■ **EXERCISE TASK 1**: Name every country that the book description below lists.

■ **READING TEXT**:
Imagining The End of Democracy

Investigating the regimes of power in countries including Russia, Vietnam, Iran, Tajikistan, China and Brunei, Saudi Arabia and Hungary, this is an unsettling (and brilliantly written) exposé of the anti-democratic practices of despotic governments now sweeping the world, and the dangers posed to actually existing democracies by many of these same practices.
One day they'll be like us. That was once the West's complacent and self-regarding assumption about countries emerging from poverty, imperial rule, or communism. But many have hardened into something very different from liberal democracy: what the eminent political thinker John Keane describes as a new form of despotism. And one day, he warns, we may be more like them.

Drawing on extensive travels, interviews, and a lifetime of thinking about democracy and its enemies, Keane shows how governments from Russia and China through Central Asia to the Middle East and Europe have mastered a formidable combination of political tools that threaten the established ideals and practices of power-sharing democracy. They mobilize the rhetoric of democracy and win public support for workable forms of government based on patronage, dark money, steady economic growth, sophisticated media controls, strangled judiciaries, dragnet surveillance, and selective violence against their opponents.

■ **DATA LISTING**:
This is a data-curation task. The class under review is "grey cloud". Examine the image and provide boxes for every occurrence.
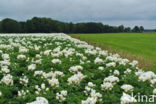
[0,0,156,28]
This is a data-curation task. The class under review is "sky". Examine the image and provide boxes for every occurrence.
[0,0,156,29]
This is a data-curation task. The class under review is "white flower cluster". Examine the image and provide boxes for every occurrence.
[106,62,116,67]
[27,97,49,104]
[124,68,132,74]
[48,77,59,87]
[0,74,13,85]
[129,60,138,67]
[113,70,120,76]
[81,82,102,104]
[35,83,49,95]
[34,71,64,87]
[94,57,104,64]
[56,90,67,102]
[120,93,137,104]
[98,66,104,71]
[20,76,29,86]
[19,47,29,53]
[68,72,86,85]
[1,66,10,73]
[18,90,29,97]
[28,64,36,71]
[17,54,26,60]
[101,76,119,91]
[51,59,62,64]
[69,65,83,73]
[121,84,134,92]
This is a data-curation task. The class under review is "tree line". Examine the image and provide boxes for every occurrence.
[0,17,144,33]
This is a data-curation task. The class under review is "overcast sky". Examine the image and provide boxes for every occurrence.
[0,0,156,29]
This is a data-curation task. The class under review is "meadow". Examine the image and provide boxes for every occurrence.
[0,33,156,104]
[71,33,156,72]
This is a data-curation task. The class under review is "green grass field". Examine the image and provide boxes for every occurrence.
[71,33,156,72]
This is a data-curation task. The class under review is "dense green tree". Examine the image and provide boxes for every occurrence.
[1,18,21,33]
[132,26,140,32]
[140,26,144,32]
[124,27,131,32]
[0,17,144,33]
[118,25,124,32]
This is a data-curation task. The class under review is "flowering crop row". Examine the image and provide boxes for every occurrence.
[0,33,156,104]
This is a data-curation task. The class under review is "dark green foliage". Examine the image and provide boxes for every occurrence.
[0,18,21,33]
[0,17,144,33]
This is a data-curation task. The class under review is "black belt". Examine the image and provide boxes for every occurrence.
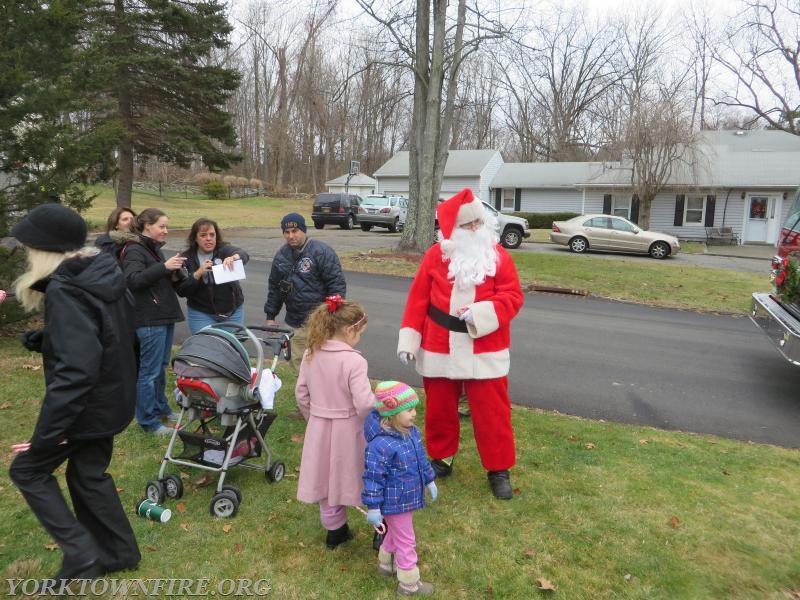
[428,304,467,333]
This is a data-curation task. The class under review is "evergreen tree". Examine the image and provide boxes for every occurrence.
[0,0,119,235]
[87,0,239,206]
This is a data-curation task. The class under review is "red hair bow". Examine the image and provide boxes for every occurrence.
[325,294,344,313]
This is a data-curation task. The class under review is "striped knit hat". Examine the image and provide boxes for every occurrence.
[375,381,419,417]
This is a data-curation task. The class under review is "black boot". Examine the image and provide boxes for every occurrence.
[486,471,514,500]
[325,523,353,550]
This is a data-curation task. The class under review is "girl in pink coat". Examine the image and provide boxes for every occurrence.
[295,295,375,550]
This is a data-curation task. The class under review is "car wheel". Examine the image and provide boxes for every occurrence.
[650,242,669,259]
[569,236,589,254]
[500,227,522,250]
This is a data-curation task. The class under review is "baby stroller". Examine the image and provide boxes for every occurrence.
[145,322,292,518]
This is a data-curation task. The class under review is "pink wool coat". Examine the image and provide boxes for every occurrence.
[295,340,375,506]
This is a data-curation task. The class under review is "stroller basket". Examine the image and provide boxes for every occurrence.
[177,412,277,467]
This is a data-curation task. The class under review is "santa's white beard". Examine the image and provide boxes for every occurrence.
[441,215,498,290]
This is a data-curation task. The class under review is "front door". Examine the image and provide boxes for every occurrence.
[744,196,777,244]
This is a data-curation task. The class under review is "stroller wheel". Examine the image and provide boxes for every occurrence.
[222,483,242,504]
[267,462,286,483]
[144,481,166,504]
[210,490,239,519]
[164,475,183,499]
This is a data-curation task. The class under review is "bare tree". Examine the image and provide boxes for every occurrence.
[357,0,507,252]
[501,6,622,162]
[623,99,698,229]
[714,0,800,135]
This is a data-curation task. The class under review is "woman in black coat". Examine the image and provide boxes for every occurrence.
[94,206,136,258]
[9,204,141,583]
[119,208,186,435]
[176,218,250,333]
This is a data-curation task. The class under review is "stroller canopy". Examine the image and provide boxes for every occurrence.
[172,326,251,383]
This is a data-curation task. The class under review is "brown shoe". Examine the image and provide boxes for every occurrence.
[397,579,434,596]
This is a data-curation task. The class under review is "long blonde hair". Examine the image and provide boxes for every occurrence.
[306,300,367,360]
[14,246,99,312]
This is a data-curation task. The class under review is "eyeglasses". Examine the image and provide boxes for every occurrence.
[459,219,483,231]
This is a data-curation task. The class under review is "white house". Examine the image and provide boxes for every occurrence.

■ **EXERCISE TASK 2**: Pull out each line of the entries above that contains the word "wheel".

■ **EXERCISE RESULT 1**: Russia, Vietnam, Iran, Tajikistan, China, Brunei, Saudi Arabia, Hungary

■ **EXERCISE RESULT 2**:
This is a data-curation task. The class under review is "car wheel". Examine the image and provide boxes for every occurrence.
This is a data-curation task. The class under review is "stroller wheel". Examine the image and provide boxes for every occurrence.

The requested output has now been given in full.